* **What this task involves**:
Write out the entries below again, changing every "drop a dot" to "place a point" and keeping everything else the same. Leave out the pictures.

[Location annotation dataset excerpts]
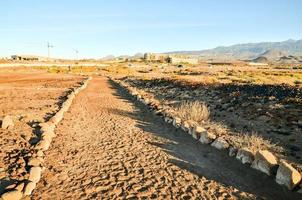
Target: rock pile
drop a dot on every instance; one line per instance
(35, 161)
(263, 160)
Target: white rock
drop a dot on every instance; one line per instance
(168, 119)
(29, 188)
(35, 174)
(220, 144)
(176, 122)
(43, 145)
(265, 162)
(34, 162)
(287, 175)
(12, 195)
(232, 151)
(40, 153)
(197, 131)
(7, 122)
(207, 137)
(20, 187)
(245, 156)
(185, 126)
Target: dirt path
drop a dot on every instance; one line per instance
(108, 147)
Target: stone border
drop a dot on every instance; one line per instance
(25, 188)
(263, 160)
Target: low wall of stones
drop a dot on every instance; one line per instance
(35, 161)
(264, 161)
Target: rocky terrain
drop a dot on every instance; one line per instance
(273, 112)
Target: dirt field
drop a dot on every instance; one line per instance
(29, 97)
(242, 100)
(111, 148)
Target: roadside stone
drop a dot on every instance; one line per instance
(12, 195)
(245, 156)
(20, 187)
(185, 126)
(220, 144)
(35, 174)
(29, 188)
(206, 137)
(176, 122)
(265, 162)
(168, 120)
(34, 162)
(287, 175)
(40, 153)
(232, 151)
(197, 131)
(43, 145)
(7, 122)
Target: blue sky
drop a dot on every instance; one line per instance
(101, 27)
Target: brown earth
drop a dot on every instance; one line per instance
(108, 147)
(271, 111)
(29, 98)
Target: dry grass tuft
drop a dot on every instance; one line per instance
(195, 111)
(254, 142)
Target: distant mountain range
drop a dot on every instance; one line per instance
(291, 49)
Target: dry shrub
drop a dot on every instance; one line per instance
(254, 142)
(195, 111)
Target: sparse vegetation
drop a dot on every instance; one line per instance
(195, 111)
(253, 141)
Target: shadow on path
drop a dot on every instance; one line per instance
(202, 160)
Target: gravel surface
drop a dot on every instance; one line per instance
(109, 146)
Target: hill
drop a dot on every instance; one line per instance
(249, 50)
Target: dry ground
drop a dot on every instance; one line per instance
(29, 97)
(108, 147)
(266, 101)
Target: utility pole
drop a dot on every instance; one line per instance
(77, 54)
(48, 49)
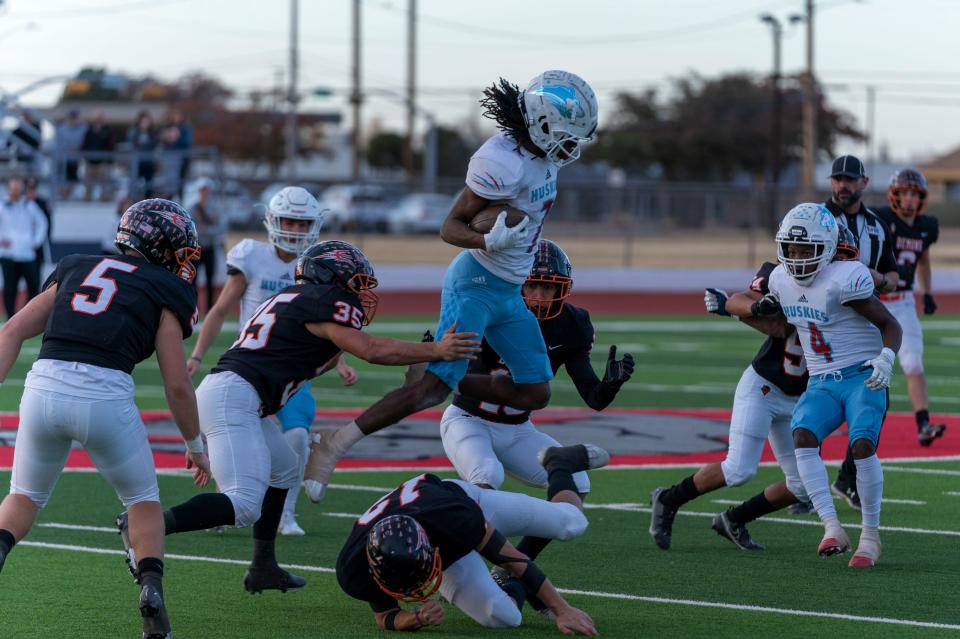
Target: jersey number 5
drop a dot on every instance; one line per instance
(106, 286)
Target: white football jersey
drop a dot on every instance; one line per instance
(833, 336)
(266, 273)
(501, 172)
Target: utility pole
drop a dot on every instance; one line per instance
(411, 86)
(292, 97)
(809, 112)
(356, 97)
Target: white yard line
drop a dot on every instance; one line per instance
(568, 591)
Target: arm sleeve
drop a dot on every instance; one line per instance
(494, 179)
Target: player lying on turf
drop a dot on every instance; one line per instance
(100, 316)
(850, 341)
(288, 340)
(542, 129)
(430, 535)
(483, 440)
(762, 408)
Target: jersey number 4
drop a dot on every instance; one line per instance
(106, 287)
(408, 494)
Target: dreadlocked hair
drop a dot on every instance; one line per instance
(501, 103)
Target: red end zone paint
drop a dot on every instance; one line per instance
(898, 440)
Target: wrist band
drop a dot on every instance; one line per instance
(194, 445)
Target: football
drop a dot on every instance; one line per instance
(485, 219)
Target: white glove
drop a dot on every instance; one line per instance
(501, 237)
(882, 369)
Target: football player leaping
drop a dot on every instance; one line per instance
(483, 440)
(255, 271)
(850, 341)
(542, 129)
(430, 535)
(762, 408)
(287, 341)
(913, 233)
(80, 388)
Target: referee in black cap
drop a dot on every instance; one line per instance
(847, 183)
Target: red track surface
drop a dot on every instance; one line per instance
(898, 441)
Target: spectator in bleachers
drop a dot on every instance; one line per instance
(23, 229)
(98, 138)
(68, 140)
(210, 233)
(143, 142)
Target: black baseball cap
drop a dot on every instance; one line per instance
(848, 166)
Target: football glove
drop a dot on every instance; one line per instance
(882, 369)
(618, 370)
(502, 237)
(716, 301)
(768, 305)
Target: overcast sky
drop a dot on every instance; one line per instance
(907, 50)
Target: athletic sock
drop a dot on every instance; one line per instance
(870, 489)
(754, 508)
(265, 530)
(814, 476)
(679, 494)
(206, 510)
(848, 469)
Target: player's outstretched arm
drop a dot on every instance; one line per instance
(395, 352)
(213, 322)
(429, 614)
(497, 550)
(180, 396)
(29, 322)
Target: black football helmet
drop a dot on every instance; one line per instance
(550, 266)
(847, 249)
(907, 180)
(402, 561)
(343, 264)
(163, 232)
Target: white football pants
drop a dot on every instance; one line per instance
(761, 411)
(247, 453)
(481, 451)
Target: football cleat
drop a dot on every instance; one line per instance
(661, 520)
(737, 533)
(578, 458)
(319, 468)
(835, 542)
(930, 432)
(256, 580)
(128, 556)
(289, 526)
(156, 624)
(801, 508)
(868, 550)
(848, 491)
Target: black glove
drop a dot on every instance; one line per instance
(618, 370)
(767, 306)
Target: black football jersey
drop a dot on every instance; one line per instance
(453, 522)
(276, 352)
(107, 310)
(779, 361)
(909, 242)
(568, 336)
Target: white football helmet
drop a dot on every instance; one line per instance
(807, 225)
(561, 113)
(294, 203)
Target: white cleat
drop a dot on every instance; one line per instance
(319, 468)
(868, 550)
(289, 526)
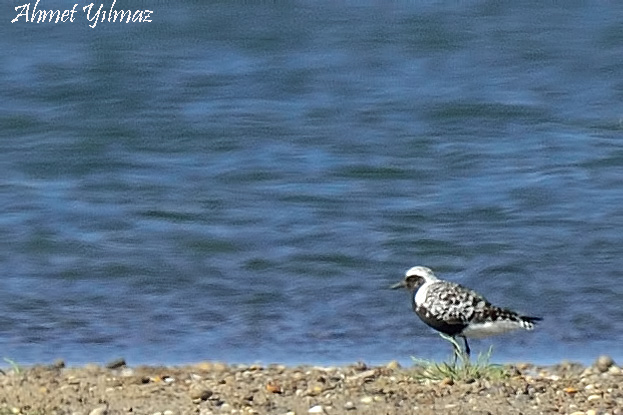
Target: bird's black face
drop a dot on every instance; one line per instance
(411, 283)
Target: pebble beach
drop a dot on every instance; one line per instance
(219, 388)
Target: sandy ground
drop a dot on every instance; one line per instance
(217, 388)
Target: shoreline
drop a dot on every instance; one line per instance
(219, 388)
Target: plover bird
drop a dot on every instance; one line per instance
(457, 311)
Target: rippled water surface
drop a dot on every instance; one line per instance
(243, 182)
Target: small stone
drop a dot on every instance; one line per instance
(102, 410)
(116, 364)
(317, 409)
(273, 388)
(447, 382)
(361, 366)
(364, 375)
(603, 363)
(393, 365)
(200, 393)
(126, 372)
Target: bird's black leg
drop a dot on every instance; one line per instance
(467, 349)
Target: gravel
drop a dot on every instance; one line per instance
(218, 388)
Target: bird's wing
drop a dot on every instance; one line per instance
(454, 302)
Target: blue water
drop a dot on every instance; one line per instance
(242, 182)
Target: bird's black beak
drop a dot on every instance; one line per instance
(398, 285)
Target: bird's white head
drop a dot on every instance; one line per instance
(415, 277)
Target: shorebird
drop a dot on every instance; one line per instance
(457, 311)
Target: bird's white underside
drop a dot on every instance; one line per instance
(490, 328)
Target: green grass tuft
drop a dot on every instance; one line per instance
(461, 370)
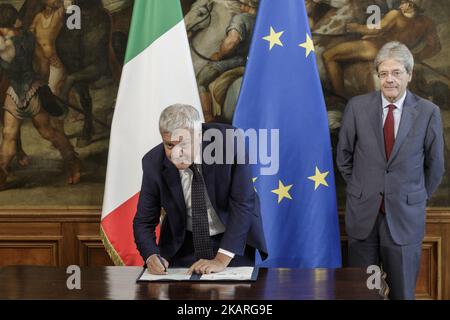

* **Solution below**:
Target: rock pile
place a point on every instance; one line per instance
(35, 161)
(263, 160)
Target: white rock
place a point on every instance; one line per instance
(168, 119)
(29, 188)
(35, 174)
(220, 144)
(176, 122)
(43, 145)
(265, 162)
(34, 162)
(287, 175)
(12, 195)
(232, 151)
(40, 153)
(197, 131)
(7, 122)
(207, 137)
(20, 187)
(245, 156)
(185, 126)
Target: dirt path
place a point on every instance; one line per instance
(108, 147)
Target: stone border
place a point on every instance; one line per instance
(25, 188)
(263, 160)
Target: low wall of stones
place a point on every instance; one line per instance
(35, 161)
(264, 161)
Target: rocky terrain
place a point on every instance; one line per instance
(273, 112)
Target: dirt field
place a point on every instance; one line per instance
(29, 97)
(242, 100)
(111, 148)
Target: roadside stone
place a point on every instance; one line per instance
(12, 195)
(245, 156)
(20, 187)
(185, 126)
(220, 144)
(35, 174)
(29, 188)
(206, 137)
(176, 122)
(265, 162)
(168, 120)
(34, 162)
(287, 175)
(40, 153)
(232, 151)
(197, 131)
(43, 145)
(7, 122)
Target: blue sky
place a point on every instance; one line per instance
(101, 27)
Target: brown earth
place a point on every instance; one line per instance
(108, 147)
(271, 111)
(29, 98)
Target: dry grass tuft
place a point on every instance; one line per instance
(195, 111)
(254, 142)
Target: distant mountain range
place a point on every instance; one line per instance
(291, 49)
Target: dry shrub
place a point on every instance; one line per instance
(254, 142)
(195, 111)
Target: sparse vegetation
place a point on every instance; one line per instance
(195, 111)
(253, 141)
Target: shadow on path
place a point on every instance; one line per instance
(202, 160)
Target: gravel surface
place a point on every instance; one line per instance
(109, 146)
Target: hill
place a point on every instance; one line per instance
(249, 50)
Target: dry ground
place a point on every instance; one line per instance
(29, 97)
(108, 147)
(266, 101)
Target: utility pole
place a point on every instance; one line per instance
(77, 54)
(48, 49)
Target: jersey number 5
place a point on every instance; one line per instance
(106, 286)
Target: white football jersey
place a point on every instance; one line per instance
(833, 336)
(266, 273)
(501, 172)
Target: utility pole
place a point on every instance; one line per instance
(411, 86)
(292, 97)
(809, 112)
(356, 97)
Target: white yard line
place a point on every instance; one line per instance
(568, 591)
Target: arm sleeve
place a point on every instance; one line per instance
(494, 179)
Target: player lying on turf
place a point on every instance; one line per instance
(100, 316)
(850, 341)
(288, 340)
(542, 129)
(430, 535)
(483, 440)
(762, 408)
Target: jersey number 4
place a point on every instance; one line per instance
(106, 287)
(408, 494)
Target: dreadlocked hair
place a point on every instance; one line per instance
(501, 103)
Target: red end zone paint
place a point on every instance; one line per instance
(898, 440)
Target: wrist band
place a point on every instance; one line per instance
(194, 445)
Target: football
place a point on every instance; one line per instance
(485, 219)
Target: white glove
place a point on every instance; one line per instance
(501, 237)
(882, 369)
Target: football player leaping
place a point on every instance; one line per instance
(483, 440)
(255, 271)
(850, 341)
(542, 129)
(430, 535)
(762, 408)
(287, 341)
(913, 233)
(80, 388)
Target: referee in black cap
place a point on every instance; one line per instance
(847, 183)
Target: red track surface
place a point on every instance; one line per instance
(898, 441)
Target: spectator in bleachers
place a point on every instance; one line per instance
(23, 229)
(98, 138)
(68, 140)
(210, 233)
(143, 142)
Target: black baseball cap
place a point on every instance; one line per instance
(848, 166)
Target: football glove
place a point on every instance; one line per instance
(882, 369)
(618, 370)
(502, 237)
(716, 301)
(768, 305)
Target: overcast sky
place a point on every instance; one line per instance
(907, 50)
Target: athletic sock
place a point on every instance; one line per instance
(870, 489)
(754, 508)
(265, 530)
(814, 476)
(679, 494)
(206, 510)
(848, 469)
Target: player's outstretched arm
place a point on every instance; one line per instance
(395, 352)
(213, 322)
(429, 614)
(497, 550)
(180, 396)
(29, 322)
Target: black football helmet
place a point on every instance; one line per instance
(550, 266)
(847, 249)
(907, 180)
(402, 561)
(343, 264)
(163, 232)
Target: white football pants
place a point on every instance; one line per instance
(761, 411)
(247, 453)
(481, 451)
Target: football cleat
place a point on every instance; one line per instance
(661, 520)
(737, 533)
(578, 458)
(319, 468)
(835, 542)
(930, 432)
(256, 580)
(128, 556)
(289, 526)
(156, 624)
(801, 508)
(868, 550)
(848, 491)
Target: black glove
place a point on every instance; one line per instance
(618, 370)
(767, 306)
Target: black football jersey
place a point on every instance; one line per instance
(453, 522)
(276, 352)
(107, 310)
(779, 361)
(909, 242)
(568, 336)
Target: white football helmet
place a point on every instance; one line per instance
(807, 225)
(561, 113)
(294, 203)
Target: white cleat
place a point on every instance; one line per instance
(319, 468)
(868, 550)
(289, 526)
Target: bird's black face
place a point on every instance; one line per instance
(411, 283)
Target: pebble beach
place a point on every instance; one line per instance
(219, 388)
Target: sandy ground
place a point on every instance; one line per instance
(217, 388)
Target: shoreline
place a point on every instance; one line per instance
(219, 388)
Target: plover bird
place a point on every instance; one line per instance
(457, 311)
Target: rippled water surface
place a point on every instance; one line per instance
(243, 182)
Target: small stone
place a point on every instance; one line per instance
(102, 410)
(116, 364)
(317, 409)
(273, 388)
(447, 382)
(361, 366)
(364, 375)
(603, 363)
(393, 365)
(200, 393)
(126, 372)
Target: bird's black leg
place a point on every instance; one line per instance
(467, 349)
Target: gravel
place a point on every instance; one line per instance
(218, 388)
Target: bird's wing
place a point on every instance; one line per instance
(454, 302)
Target: blue water
place a point on every instance; one line per instance
(242, 182)
Target: bird's black beak
place a point on every instance; one line per instance
(398, 285)
Target: bird's white head
place a point on every instance; one line per instance
(415, 277)
Target: shorebird
place a point on every instance; one line per instance
(457, 311)
Target: bird's white underside
place a point on every instance; one line per instance
(490, 328)
Target: green grass tuft
place a point on every instance; one line per instance
(461, 370)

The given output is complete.